= Document excerpt =
* Start *
With this approach, we arrive at the reciprocal of \( z_1 \) more efficiently than in the previous example.

Proof

Consider a complex number \( z \) and its reciprocal \( \frac{1}{z} \):

$$ z = a + bi $$

$$ \frac{1}{z} = \frac{1}{a+bi} $$

We verify that multiplying \( z \) by its reciprocal yields 1:

$$ z \cdot \frac{1}{z} = (a+bi) \cdot \frac{1}{a+bi} $$

$$ z \cdot \frac{1}{z} = \frac{a+bi}{a+bi} $$

To simplify this expression, we multiply both the numerator and denominator by the complex conjugate of \( a + bi \), which is \( a - bi \):

$$ z \cdot \frac{1}{z} = \frac{a+bi}{a+bi} \cdot \frac{a-bi}{a-bi} $$

$$ z \cdot \frac{1}{z} = \frac{(a+bi)(a-bi)}{(a+bi)(a-bi)} $$

Expanding both the numerator and denominator:

$$ z \cdot \frac{1}{z} = \frac{a^2 - abi + abi - b^2i^2}{a^2 - abi + abi - b^2i^2} $$

$$ z \cdot \frac{1}{z} = \frac{a^2 - b^2i^2}{a^2 - b^2i^2} $$

Since \( i^2 = -1 \), we substitute:

$$ z \cdot \frac{1}{z} = \frac{a^2 - b^2(-1)}{a^2 - b^2(-1)} $$

$$ z \cdot \frac{1}{z} = \frac{a^2 + b^2}{a^2 + b^2} $$

Since the numerator and denominator are identical real numbers, their quotient is 1:

$$ z \cdot \frac{1}{z} = 1 $$

Properties of Complex Reciprocals

Some useful properties of the reciprocals of complex numbers:

• The reciprocal of \( z = a + bi \) is given by: $$ \frac{1}{z} = \frac{a - bi}{a^2 + b^2} $$

  Proof: Starting from the definition of the reciprocal:

  $$ \frac{1}{z} = \frac{1}{a+bi} $$

  Multiplying the numerator and denominator by the conjugate \( \overline{z} = a - bi \):

  $$ \frac{1}{z} = \frac{1}{a+bi} \cdot \frac{a - bi}{a - bi} $$

  Expanding the denominator:

  $$ \frac{1}{z} = \frac{a - bi}{(a+bi)(a-bi)} $$

  $$ \frac{1}{z} = \frac{a - bi}{a^2 - abi + abi - b^2i^2} $$

  $$ \frac{1}{z} = \frac{a - bi}{a^2 - b^2i^2} $$

  Since \( i^2 = -1 \), we simplify:

  $$ \frac{1}{z} = \frac{a - bi}{a^2 - b^2(-1)} $$

  $$ \frac{1}{z} = \frac{a - bi}{a^2 + b^2} $$

  Verification: To verify, we multiply the reciprocal by \( z = a + bi \):

  $$ z \cdot \frac{1}{z} = (a+bi) \cdot \frac{a - bi}{a^2 + b^2} $$

  $$ z \cdot \frac{1}{z} = \frac{(a+bi)(a - bi)}{a^2 + b^2} $$

  Expanding:

  $$ z \cdot \frac{1}{z} = \frac{a^2 - abi + abi - b^2i^2}{a^2 + b^2} $$

  $$ z \cdot \frac{1}{z} = \frac{a^2 - b^2i^2}{a^2 + b^2} $$

  Again, substituting \( i^2 = -1 \):

  $$ z \cdot \frac{1}{z} = \frac{a^2 - b^2(-1)}{a^2 + b^2} $$

  $$ z \cdot \frac{1}{z} = \frac{a^2 + b^2}{a^2 + b^2} $$

  Since this simplifies to 1, the formula is confirmed.
* End *
= Written request 1 =
In the text on reciprocals of complex numbers, what is the numerator and denominator of the product multiplied by in order to simplify it?
= Written request 2 =
Write the next part of the text on reciprocals of complex numbers, picking up after its final sentence.

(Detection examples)
* Start *
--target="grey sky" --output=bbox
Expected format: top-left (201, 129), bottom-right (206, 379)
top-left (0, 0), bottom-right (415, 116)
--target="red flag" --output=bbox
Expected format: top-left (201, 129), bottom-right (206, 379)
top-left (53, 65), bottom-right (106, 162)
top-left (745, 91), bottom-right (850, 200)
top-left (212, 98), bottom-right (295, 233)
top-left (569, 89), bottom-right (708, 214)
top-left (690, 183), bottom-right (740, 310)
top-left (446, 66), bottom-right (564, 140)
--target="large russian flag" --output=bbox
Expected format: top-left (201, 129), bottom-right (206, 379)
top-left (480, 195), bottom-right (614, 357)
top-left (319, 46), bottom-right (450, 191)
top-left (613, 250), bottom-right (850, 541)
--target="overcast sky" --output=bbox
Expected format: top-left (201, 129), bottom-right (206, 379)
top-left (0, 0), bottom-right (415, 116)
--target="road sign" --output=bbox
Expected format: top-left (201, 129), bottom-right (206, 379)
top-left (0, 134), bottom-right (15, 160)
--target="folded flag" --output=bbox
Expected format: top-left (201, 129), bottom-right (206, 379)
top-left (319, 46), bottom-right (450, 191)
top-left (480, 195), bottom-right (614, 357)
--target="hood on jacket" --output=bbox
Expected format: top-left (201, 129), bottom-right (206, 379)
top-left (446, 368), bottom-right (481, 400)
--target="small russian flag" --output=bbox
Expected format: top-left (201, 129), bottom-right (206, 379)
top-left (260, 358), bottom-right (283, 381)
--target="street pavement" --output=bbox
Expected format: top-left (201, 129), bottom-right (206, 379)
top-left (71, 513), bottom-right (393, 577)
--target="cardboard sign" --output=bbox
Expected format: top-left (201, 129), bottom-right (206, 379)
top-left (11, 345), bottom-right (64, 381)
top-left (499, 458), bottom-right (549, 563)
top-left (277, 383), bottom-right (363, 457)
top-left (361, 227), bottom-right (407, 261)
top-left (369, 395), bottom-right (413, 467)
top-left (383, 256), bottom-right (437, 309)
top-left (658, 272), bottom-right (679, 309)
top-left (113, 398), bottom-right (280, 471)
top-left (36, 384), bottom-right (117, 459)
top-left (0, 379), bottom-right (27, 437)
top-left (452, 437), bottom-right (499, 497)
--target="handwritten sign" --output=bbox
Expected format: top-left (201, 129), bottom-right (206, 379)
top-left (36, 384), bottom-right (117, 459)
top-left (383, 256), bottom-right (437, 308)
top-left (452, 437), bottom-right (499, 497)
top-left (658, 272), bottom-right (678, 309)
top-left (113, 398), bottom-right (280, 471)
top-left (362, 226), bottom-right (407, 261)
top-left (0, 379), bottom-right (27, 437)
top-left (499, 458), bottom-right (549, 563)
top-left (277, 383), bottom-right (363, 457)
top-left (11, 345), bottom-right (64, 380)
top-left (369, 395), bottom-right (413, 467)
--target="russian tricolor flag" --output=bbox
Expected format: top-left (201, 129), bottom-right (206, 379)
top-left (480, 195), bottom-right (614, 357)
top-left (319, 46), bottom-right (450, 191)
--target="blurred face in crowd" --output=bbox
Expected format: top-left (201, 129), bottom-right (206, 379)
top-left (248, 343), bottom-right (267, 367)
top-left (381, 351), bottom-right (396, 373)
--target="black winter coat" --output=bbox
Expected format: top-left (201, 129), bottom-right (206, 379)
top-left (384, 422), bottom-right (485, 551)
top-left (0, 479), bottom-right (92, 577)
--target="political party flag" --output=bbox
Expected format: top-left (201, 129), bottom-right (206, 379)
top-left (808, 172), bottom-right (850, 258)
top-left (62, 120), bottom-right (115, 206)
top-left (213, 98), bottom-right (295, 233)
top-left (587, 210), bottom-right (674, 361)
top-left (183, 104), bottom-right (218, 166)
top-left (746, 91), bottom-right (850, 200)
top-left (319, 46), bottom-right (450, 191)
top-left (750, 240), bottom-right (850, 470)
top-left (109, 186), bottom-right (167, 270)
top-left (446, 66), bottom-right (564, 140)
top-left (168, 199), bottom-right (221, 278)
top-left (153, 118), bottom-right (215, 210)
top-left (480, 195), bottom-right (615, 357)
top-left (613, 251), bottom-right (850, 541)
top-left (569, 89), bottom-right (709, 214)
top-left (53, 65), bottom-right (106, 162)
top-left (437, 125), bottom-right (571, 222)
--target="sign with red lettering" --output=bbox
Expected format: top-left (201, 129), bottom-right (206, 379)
* End *
* Start *
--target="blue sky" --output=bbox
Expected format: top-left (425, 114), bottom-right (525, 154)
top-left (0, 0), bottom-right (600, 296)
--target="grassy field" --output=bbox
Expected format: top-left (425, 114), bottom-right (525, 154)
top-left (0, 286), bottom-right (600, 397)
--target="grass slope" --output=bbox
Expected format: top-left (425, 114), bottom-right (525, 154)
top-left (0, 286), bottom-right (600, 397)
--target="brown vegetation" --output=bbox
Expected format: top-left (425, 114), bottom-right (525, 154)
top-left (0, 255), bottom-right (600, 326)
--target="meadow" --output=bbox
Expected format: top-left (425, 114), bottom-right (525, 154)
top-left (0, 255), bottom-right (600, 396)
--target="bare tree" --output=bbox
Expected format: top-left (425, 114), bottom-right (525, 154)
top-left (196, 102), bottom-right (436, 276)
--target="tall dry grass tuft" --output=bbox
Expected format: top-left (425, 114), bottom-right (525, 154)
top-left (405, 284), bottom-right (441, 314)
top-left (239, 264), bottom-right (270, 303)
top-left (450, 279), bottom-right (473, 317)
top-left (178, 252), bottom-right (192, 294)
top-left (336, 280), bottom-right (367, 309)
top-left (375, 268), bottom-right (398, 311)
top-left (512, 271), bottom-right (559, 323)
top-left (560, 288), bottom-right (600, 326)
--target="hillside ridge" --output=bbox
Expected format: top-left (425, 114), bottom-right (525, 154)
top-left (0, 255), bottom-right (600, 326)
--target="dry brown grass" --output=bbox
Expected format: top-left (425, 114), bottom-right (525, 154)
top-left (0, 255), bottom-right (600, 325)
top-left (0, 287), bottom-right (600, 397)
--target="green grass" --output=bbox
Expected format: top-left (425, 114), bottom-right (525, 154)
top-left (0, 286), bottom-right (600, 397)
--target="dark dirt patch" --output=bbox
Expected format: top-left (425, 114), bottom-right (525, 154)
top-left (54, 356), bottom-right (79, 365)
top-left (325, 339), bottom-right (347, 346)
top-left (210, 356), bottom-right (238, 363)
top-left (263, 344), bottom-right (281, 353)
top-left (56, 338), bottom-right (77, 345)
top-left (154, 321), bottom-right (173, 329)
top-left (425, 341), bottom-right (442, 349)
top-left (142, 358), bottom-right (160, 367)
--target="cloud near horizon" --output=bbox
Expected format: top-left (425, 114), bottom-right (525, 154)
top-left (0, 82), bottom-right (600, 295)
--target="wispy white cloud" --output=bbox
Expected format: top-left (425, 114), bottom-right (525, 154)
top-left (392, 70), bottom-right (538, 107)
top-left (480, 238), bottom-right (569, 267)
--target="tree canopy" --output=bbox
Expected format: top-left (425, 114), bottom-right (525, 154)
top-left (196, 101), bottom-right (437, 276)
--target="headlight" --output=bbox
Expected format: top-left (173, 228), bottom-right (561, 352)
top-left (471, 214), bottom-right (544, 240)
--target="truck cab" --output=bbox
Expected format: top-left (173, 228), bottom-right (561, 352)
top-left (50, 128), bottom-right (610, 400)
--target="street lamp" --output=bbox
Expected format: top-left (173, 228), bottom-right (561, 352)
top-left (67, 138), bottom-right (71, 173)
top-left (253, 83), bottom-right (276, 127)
* End *
= Expected answer 1 =
The complex conjugate of a + bi, which is a − bi.

= Expected answer 2 =
Reciprocal of a Complex Number in Trigonometric Form

The reciprocal of a complex number expressed in trigonometric form, \( z = r(\cos \alpha + i \sin \alpha) \), is given by:

$$ \frac{1}{z} = \frac{1}{r} \cdot (\cos \alpha - i \sin \alpha) $$

More generally, for negative exponents:

$$ z^{-n} = \frac{1}{r^n} \cdot (\cos n\alpha - i \sin n\alpha) $$

Computing the reciprocal is often more straightforward when the complex number is in trigonometric form.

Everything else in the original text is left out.